**WORK REQUEST**
A faithful copy of the data, pictures omitted, is the required answer.

**DATA TO USE**
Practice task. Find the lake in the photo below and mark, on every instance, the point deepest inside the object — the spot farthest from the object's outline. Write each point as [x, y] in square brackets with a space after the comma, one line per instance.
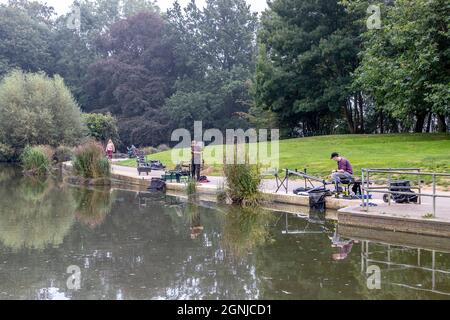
[136, 245]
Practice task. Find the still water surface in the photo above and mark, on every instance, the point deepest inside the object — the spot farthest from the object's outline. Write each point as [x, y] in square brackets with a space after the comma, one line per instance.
[131, 245]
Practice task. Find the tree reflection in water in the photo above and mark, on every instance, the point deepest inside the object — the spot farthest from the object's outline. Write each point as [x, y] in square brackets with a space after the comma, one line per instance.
[245, 229]
[92, 206]
[35, 214]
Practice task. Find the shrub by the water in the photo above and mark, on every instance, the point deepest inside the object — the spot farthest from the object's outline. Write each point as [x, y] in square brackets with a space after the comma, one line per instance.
[37, 110]
[63, 154]
[191, 187]
[90, 161]
[36, 160]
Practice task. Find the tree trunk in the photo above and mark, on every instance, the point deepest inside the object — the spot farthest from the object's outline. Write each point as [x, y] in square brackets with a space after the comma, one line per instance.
[430, 117]
[361, 107]
[442, 124]
[381, 122]
[349, 116]
[420, 122]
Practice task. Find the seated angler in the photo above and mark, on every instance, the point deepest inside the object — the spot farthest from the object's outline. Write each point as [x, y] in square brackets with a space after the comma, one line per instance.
[344, 172]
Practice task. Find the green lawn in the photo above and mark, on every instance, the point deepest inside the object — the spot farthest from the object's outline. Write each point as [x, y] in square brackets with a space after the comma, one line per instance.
[430, 152]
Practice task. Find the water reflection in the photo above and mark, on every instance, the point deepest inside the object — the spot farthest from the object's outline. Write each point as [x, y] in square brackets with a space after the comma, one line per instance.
[35, 214]
[142, 246]
[92, 206]
[246, 229]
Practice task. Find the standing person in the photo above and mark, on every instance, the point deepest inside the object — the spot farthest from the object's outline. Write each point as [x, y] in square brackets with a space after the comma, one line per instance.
[196, 164]
[344, 172]
[110, 149]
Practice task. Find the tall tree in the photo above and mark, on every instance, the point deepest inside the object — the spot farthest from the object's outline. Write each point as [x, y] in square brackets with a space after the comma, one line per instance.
[308, 50]
[406, 64]
[26, 35]
[135, 77]
[215, 50]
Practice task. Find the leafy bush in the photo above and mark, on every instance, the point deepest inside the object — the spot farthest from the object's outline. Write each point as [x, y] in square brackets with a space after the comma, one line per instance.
[149, 150]
[63, 154]
[243, 181]
[163, 147]
[37, 110]
[36, 160]
[90, 162]
[7, 153]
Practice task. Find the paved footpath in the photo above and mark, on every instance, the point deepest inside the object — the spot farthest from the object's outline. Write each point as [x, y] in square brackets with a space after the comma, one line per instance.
[269, 185]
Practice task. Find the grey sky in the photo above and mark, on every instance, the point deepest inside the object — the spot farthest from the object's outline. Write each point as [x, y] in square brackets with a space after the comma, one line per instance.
[62, 6]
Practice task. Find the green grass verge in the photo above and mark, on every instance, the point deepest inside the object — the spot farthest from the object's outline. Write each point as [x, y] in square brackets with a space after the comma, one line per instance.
[430, 152]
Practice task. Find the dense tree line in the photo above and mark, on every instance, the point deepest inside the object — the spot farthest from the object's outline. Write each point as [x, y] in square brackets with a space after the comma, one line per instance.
[307, 66]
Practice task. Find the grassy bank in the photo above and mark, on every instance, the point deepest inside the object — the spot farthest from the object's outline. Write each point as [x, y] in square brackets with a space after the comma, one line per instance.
[430, 152]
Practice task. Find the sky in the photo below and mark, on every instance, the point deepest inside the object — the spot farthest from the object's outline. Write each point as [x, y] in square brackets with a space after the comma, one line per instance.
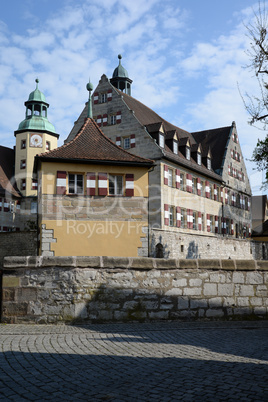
[187, 60]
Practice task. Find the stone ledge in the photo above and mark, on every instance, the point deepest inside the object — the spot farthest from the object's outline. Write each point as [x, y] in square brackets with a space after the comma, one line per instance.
[139, 263]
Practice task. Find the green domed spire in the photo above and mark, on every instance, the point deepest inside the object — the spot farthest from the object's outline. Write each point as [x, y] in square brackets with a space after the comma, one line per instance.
[36, 113]
[37, 95]
[120, 78]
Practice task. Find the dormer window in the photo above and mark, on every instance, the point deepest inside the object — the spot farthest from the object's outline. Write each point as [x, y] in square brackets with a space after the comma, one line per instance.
[188, 153]
[175, 147]
[161, 141]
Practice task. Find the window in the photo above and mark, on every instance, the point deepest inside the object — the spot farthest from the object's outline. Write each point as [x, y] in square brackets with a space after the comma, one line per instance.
[171, 215]
[103, 98]
[161, 141]
[23, 164]
[182, 187]
[170, 177]
[23, 184]
[76, 182]
[183, 218]
[195, 220]
[188, 153]
[126, 142]
[115, 185]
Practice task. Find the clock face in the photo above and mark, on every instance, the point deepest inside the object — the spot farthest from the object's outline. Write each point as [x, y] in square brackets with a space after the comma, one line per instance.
[36, 141]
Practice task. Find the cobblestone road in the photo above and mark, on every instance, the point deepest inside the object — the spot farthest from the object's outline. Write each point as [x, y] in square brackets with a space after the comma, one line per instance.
[135, 362]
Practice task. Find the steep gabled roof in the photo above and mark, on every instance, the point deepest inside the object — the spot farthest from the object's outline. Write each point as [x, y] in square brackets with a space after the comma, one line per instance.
[147, 116]
[215, 139]
[91, 145]
[7, 162]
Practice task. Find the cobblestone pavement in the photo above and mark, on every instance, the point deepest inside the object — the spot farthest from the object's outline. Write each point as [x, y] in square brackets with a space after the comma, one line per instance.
[135, 362]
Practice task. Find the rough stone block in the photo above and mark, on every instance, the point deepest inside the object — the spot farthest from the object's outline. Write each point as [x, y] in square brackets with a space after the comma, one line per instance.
[225, 289]
[88, 262]
[209, 264]
[228, 265]
[164, 263]
[192, 291]
[10, 281]
[15, 262]
[215, 302]
[174, 292]
[242, 301]
[187, 264]
[198, 303]
[245, 265]
[210, 313]
[246, 290]
[26, 294]
[254, 278]
[195, 282]
[210, 289]
[183, 303]
[238, 277]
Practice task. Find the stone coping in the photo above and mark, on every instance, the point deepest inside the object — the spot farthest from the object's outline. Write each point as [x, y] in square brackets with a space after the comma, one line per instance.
[138, 263]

**OUTPUT**
Practice task. Find the lake in the photo below and mark, on every instance, the point deepest inside the object — the spot farthest from the object's outline. Write each point as [x, y] in square brackets with a space after the comma, one line per instance.
[136, 245]
Practice task. Find the still water surface in the photo above and mark, on every instance, the point deepest inside the object — the spot farthest from the object's outline. Write each point as [x, y] in square brackets with a space after the comma, one line per instance.
[131, 245]
Practice task. Find the tree reflection in water in the photo above and mark, on every instance, the point deepest inside the object — the spot farthest from the object's outline. Write each point as [x, y] in square brackets with a space after the comma, one line per instance.
[245, 229]
[92, 206]
[35, 214]
Practice task. Find the shrub by the water in the photo above and mark, on every instance, the point deepest inside the object — the spot farthest from the object's outline. Write each point as [x, y] in square brackets with a space after the comma, one line per instance.
[37, 110]
[63, 154]
[191, 187]
[90, 161]
[36, 160]
Practice task. Find the tree trunk in the photo above and mark, on every instance, the point deepest inside the object — the spot farthest from the object's outline. Write each point as [x, y] in square brackets with a space after the comma, one line per instance.
[430, 117]
[361, 107]
[442, 124]
[381, 122]
[349, 116]
[420, 122]
Practice task. Find the seated angler in the photo above and mark, on every instance, the point deepest inside the object — the spot farthest from the object's outline. Write each point as [x, y] in square brackets with a space after the comma, one line per instance.
[344, 172]
Practice task. Find the green lawn in the photo above and mark, on every instance, the point deepest inside the object — the spot farthest from the object's outline. Write each point as [x, y] in square brackets with a space after the comma, one line per instance.
[430, 152]
Practice task. Find the water reflection in the photo above and mark, on every instance, the point deepest inside the object — the spot farthest from the object's outline. Write each point as [x, y] in square brackets with a space after the comma, one line per instance.
[35, 214]
[142, 246]
[92, 206]
[246, 229]
Practice task. Find the standing person in the photo above and mark, on every instance, the point deepest inside the object — the spot farthest from the object's outline. Write each point as [x, y] in square brackets with a space after the comma, one line per instance.
[196, 164]
[344, 172]
[110, 149]
Practice task. Find the tall tree in the photo above and mark, on every instance, the point deepest inside the object — the spot farthest from the object's outline. Write each point as [x, y] in square brackets with a space after the comma, one line per instance.
[308, 50]
[406, 64]
[26, 35]
[135, 77]
[215, 50]
Practice task. Find the leafy bush in the photo above and mark, on every instance, the point deepest inside the object — the spot farthest from the object's outline. Write each point as [x, y] in square brackets with a space after the comma, one line per instance.
[149, 150]
[63, 154]
[243, 181]
[163, 147]
[37, 110]
[36, 160]
[90, 162]
[7, 153]
Practice task. Find the paved footpath in the photo above and mark, on every instance, the point deepest inside the object — the spot farthest from the object's outline. Write each point as [x, y] in square brackets with a space after the comma, one line per instance.
[269, 185]
Practice task. Find the grey sky in the photo above and mark, on every instance, the point deepest inside the object — the spot farthest from the object's outline. Write each point as [x, y] in square brackets with a space after the comma, one line per instance.
[62, 6]
Practice task. Find the green grass verge in the photo above and mark, on every instance, the point deepest inside the object — the spot farthest from the object's outline. Write each point as [x, y] in square brackets with a space after the comma, one line per instance.
[430, 152]
Practice task. Find the dense tree line in the photo above and mark, on every instance, the point deepest inside the object — the spot farthest from the object's outline. Write each point as [x, y] in square brackets with a space after the comma, one line per instance.
[307, 66]
Practice task. Find the grassy bank in the photo above and mark, on every instance, the point deepest inside the object — the spot farthest from the object's outline. Write each point as [x, y] in square brackets with a space after the comma, one line per instance.
[430, 152]
Practice task. Find the sky in the photo below and mark, on every instance, the point deepest inside the object — the spot farthest from the object's outline. Write each point as [x, y] in square brackets with a space after the comma, one line per instance.
[187, 60]
Practice task. Find the stone ledge in the photo above and mark, on every instance, the point deepest inside the object — the spot farthest from the object's outline. Write each point as [x, y] in square brackets with a space after the comma, one line per instance.
[139, 263]
Practice task. Find the green domed spire in the photo above and mark, on every instance, the point deepest inside the object — the spot farthest from the object's outline. Write each point as [x, y] in square brackets with a space after the comma, one line per instance.
[36, 113]
[37, 95]
[120, 78]
Practice task. Find the dormer window in the photo above and mark, on every instance, the point deepest inside the object — the spot farthest from the object's outline. Write each point as [x, y] in square brackets with a space after the comma, one line per instance.
[188, 153]
[175, 147]
[161, 141]
Practice task. Find the window in the photo above and mark, on every instance, the point deepest inside the object — the spot farthest from the object's outline. Write each point as [x, y] in square brackets with a space after the comma, one line per instance.
[171, 215]
[103, 98]
[161, 141]
[23, 164]
[182, 187]
[170, 177]
[23, 184]
[76, 182]
[183, 218]
[195, 220]
[188, 153]
[126, 142]
[115, 185]
Practice task. Find the clock face in the photo above and mark, on every instance, the point deepest inside the object — the spot farthest from the object's outline. Write each point as [x, y] in square brackets with a space after the comma, one line per instance.
[36, 141]
Practice task. Find the cobblestone road in the photo above and mark, on every instance, the point deepest inside the object — the spot farthest from the object's outline. Write each point as [x, y] in square brackets with a space after the comma, one line per instance.
[135, 362]
Practice task. Find the steep gabled roof in the photo above and mark, on every instance, the point deepest inside the object — the spot farthest from the object's outline. Write each point as [x, y] in square brackets with a space after the comma, one line per instance.
[147, 116]
[215, 139]
[91, 145]
[7, 162]
Practice task. Find the cobblestone pavement in the photo above and mark, on every instance, the point deepest inside the object — the spot farthest from the object's outline. Write each point as [x, y] in square brackets with a space after the comma, one line per instance.
[135, 362]
Practice task. Find the rough stone block in the photo above and mark, on every instance, the point deepest inside the object — the spot farthest from the object's outline. Write each point as [x, y] in square brackets with a space after the comma, one line per instance.
[225, 289]
[88, 262]
[209, 264]
[228, 265]
[164, 263]
[192, 291]
[10, 281]
[15, 262]
[215, 302]
[174, 292]
[242, 301]
[187, 264]
[198, 303]
[245, 265]
[210, 313]
[246, 290]
[26, 294]
[254, 278]
[195, 282]
[210, 289]
[183, 303]
[238, 277]
Practice task. Find the stone coping in the photo above and mark, on every instance, the point deepest inside the object — the spot farthest from the object's outline. Write each point as [x, y] in square brackets with a space after the comma, one line per instance.
[138, 263]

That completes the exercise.